▶ Work required
All entries must be repeated exactly. No picture should appear in the result.

*** Opening of Entries shown ***

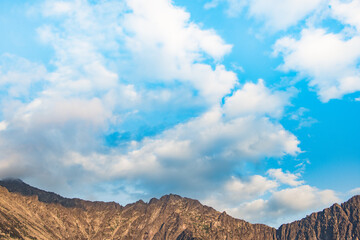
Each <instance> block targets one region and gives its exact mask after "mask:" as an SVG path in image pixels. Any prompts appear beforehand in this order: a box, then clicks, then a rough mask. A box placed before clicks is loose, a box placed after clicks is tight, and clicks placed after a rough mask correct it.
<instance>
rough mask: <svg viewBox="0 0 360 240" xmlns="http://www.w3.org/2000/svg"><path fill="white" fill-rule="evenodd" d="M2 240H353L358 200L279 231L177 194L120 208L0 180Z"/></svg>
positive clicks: (162, 197)
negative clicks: (165, 239) (73, 198)
mask: <svg viewBox="0 0 360 240" xmlns="http://www.w3.org/2000/svg"><path fill="white" fill-rule="evenodd" d="M0 185H1V186H4V187H0V239H124V240H128V239H129V240H130V239H132V240H133V239H141V240H164V239H169V240H200V239H203V240H212V239H214V240H215V239H221V240H223V239H224V240H225V239H228V240H230V239H244V240H247V239H249V240H250V239H251V240H253V239H255V240H256V239H258V240H260V239H266V240H272V239H273V240H275V239H281V240H283V239H291V240H292V239H294V240H295V239H299V240H300V239H322V240H323V239H354V240H355V239H357V240H359V236H360V229H359V228H360V224H359V216H360V213H359V209H360V196H357V197H354V198H352V199H350V200H349V201H348V202H346V203H344V204H342V205H341V206H340V205H338V204H335V205H333V206H332V207H331V208H329V209H325V210H324V211H322V212H319V213H313V214H311V215H310V216H308V217H306V218H304V219H302V220H300V221H296V222H293V223H290V224H285V225H282V226H281V227H280V228H279V229H278V230H276V229H274V228H271V227H268V226H266V225H262V224H250V223H248V222H246V221H243V220H239V219H235V218H232V217H231V216H229V215H227V214H226V213H225V212H223V213H220V212H218V211H216V210H214V209H213V208H211V207H207V206H204V205H202V204H201V203H200V202H199V201H197V200H193V199H189V198H183V197H180V196H178V195H173V194H170V195H166V196H163V197H161V198H160V199H156V198H153V199H151V200H150V201H149V203H145V202H143V201H142V200H140V201H138V202H136V203H133V204H129V205H126V206H125V207H123V206H120V205H119V204H117V203H104V202H90V201H84V200H80V199H68V198H63V197H61V196H59V195H57V194H55V193H49V192H46V191H43V190H40V189H37V188H33V187H31V186H29V185H27V184H25V183H23V182H22V181H21V180H6V181H0Z"/></svg>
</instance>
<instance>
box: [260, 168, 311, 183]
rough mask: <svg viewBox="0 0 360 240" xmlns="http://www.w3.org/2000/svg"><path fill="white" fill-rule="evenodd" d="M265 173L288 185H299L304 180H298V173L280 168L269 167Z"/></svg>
mask: <svg viewBox="0 0 360 240" xmlns="http://www.w3.org/2000/svg"><path fill="white" fill-rule="evenodd" d="M267 174H268V175H269V176H270V177H272V178H275V179H276V180H277V181H279V182H281V183H282V184H287V185H289V186H292V187H295V186H299V185H301V184H303V183H304V181H300V180H298V178H299V176H300V175H299V174H292V173H290V172H286V173H284V172H283V171H282V169H280V168H279V169H269V170H268V171H267Z"/></svg>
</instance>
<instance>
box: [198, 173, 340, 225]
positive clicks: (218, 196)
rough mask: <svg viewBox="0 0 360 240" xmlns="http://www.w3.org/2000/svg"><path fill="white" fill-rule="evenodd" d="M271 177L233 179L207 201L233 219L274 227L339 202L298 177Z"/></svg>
mask: <svg viewBox="0 0 360 240" xmlns="http://www.w3.org/2000/svg"><path fill="white" fill-rule="evenodd" d="M267 173H268V175H269V176H270V178H268V177H264V176H260V175H254V176H251V177H249V178H248V179H240V178H236V177H232V178H231V179H230V180H228V182H226V183H225V184H224V185H223V186H222V188H220V190H219V191H218V192H216V193H214V194H212V195H210V196H209V197H208V198H207V199H204V200H203V201H204V202H205V203H206V204H209V205H211V206H215V207H216V208H218V209H225V210H226V211H227V212H228V213H229V214H231V215H232V216H236V217H238V218H241V219H245V220H247V221H250V222H252V223H259V222H261V223H266V224H269V225H271V226H274V227H279V226H280V225H281V224H283V223H284V222H289V221H294V220H296V219H297V218H299V217H301V216H304V215H305V214H308V213H310V212H312V211H319V210H321V209H322V208H324V207H328V206H329V205H330V204H333V203H335V202H338V201H339V198H338V196H337V193H336V192H334V191H332V190H320V189H317V188H316V187H312V186H309V185H306V184H304V181H303V180H298V178H300V177H301V176H300V175H298V174H297V175H295V174H292V173H289V172H286V173H284V172H283V171H282V169H269V170H268V172H267ZM271 178H274V179H271Z"/></svg>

*** Close of Entries shown ***

▶ Answer space
Each <instance> block targets one region and gives its exact mask after "mask:" as an SVG path in image pixels. Any prompts appear beforehand in this order: a box, then clicks, then a rough mask. A box placed before clicks is loose, a box placed after clicks is tight, and clicks placed after a rough mask correct it.
<instance>
rough mask: <svg viewBox="0 0 360 240" xmlns="http://www.w3.org/2000/svg"><path fill="white" fill-rule="evenodd" d="M2 240H353L358 200L279 231L177 194L120 208L0 180Z"/></svg>
positive clicks: (162, 197)
negative clicks: (165, 239) (73, 198)
mask: <svg viewBox="0 0 360 240" xmlns="http://www.w3.org/2000/svg"><path fill="white" fill-rule="evenodd" d="M0 185H1V186H4V187H0V239H124V240H128V239H129V240H130V239H132V240H133V239H141V240H164V239H169V240H200V239H203V240H212V239H214V240H215V239H221V240H223V239H224V240H225V239H228V240H230V239H244V240H247V239H249V240H250V239H251V240H253V239H255V240H256V239H258V240H260V239H266V240H272V239H273V240H275V239H281V240H283V239H291V240H292V239H294V240H295V239H299V240H300V239H322V240H323V239H354V240H355V239H357V240H359V236H360V229H359V228H360V224H359V216H360V213H359V209H360V196H357V197H354V198H352V199H350V200H349V201H348V202H346V203H344V204H342V205H341V206H340V205H338V204H335V205H333V206H332V207H331V208H329V209H325V210H324V211H322V212H319V213H313V214H311V215H310V216H308V217H306V218H304V219H302V220H300V221H296V222H293V223H290V224H285V225H282V226H281V227H280V228H279V229H278V230H276V229H274V228H271V227H268V226H266V225H262V224H250V223H248V222H246V221H243V220H239V219H235V218H232V217H231V216H229V215H227V214H226V213H225V212H223V213H220V212H218V211H216V210H214V209H213V208H211V207H207V206H204V205H202V204H201V203H200V202H199V201H197V200H193V199H189V198H183V197H180V196H178V195H173V194H170V195H166V196H163V197H161V198H160V199H156V198H153V199H151V200H150V201H149V203H145V202H143V201H142V200H140V201H138V202H136V203H133V204H129V205H126V206H125V207H123V206H120V205H119V204H117V203H104V202H90V201H84V200H80V199H68V198H63V197H61V196H59V195H57V194H55V193H49V192H46V191H43V190H40V189H37V188H33V187H31V186H29V185H27V184H25V183H23V182H22V181H21V180H6V181H0Z"/></svg>
</instance>
<instance>
box: [260, 168, 311, 183]
rough mask: <svg viewBox="0 0 360 240" xmlns="http://www.w3.org/2000/svg"><path fill="white" fill-rule="evenodd" d="M265 173L288 185H299L304 180H298V173L280 168L269 167Z"/></svg>
mask: <svg viewBox="0 0 360 240" xmlns="http://www.w3.org/2000/svg"><path fill="white" fill-rule="evenodd" d="M267 174H268V175H269V176H270V177H272V178H275V179H276V180H277V181H279V182H281V183H282V184H287V185H289V186H292V187H295V186H299V185H301V184H303V183H304V181H300V180H298V178H299V176H300V175H299V174H292V173H290V172H286V173H284V172H283V171H282V169H280V168H279V169H269V170H268V171H267Z"/></svg>
</instance>
<instance>
box: [198, 173, 340, 225]
positive clicks: (218, 196)
rough mask: <svg viewBox="0 0 360 240" xmlns="http://www.w3.org/2000/svg"><path fill="white" fill-rule="evenodd" d="M271 177L233 179L207 201L233 219L274 227L339 202L298 177Z"/></svg>
mask: <svg viewBox="0 0 360 240" xmlns="http://www.w3.org/2000/svg"><path fill="white" fill-rule="evenodd" d="M267 173H268V175H269V176H270V178H268V177H264V176H260V175H254V176H251V177H249V178H248V179H240V178H236V177H232V178H231V179H230V180H228V182H226V183H225V184H224V185H223V186H222V188H220V190H219V191H218V192H216V193H214V194H212V195H210V196H209V197H208V198H207V199H204V200H203V201H204V202H205V203H206V204H209V205H211V206H215V207H216V208H218V209H225V210H226V211H227V212H228V213H229V214H231V215H232V216H236V217H238V218H241V219H245V220H247V221H250V222H252V223H259V222H261V223H266V224H269V225H271V226H274V227H279V226H280V225H281V224H283V223H284V222H289V221H294V220H296V219H297V218H299V217H301V216H304V215H305V214H308V213H310V212H312V211H319V210H321V209H322V208H324V207H328V206H329V205H330V204H333V203H335V202H338V201H339V198H338V196H337V193H336V192H334V191H332V190H320V189H317V188H316V187H312V186H309V185H306V184H304V181H303V180H298V178H300V177H301V176H300V175H298V174H297V175H295V174H292V173H289V172H286V173H284V172H283V171H282V169H269V170H268V172H267ZM271 178H274V179H271Z"/></svg>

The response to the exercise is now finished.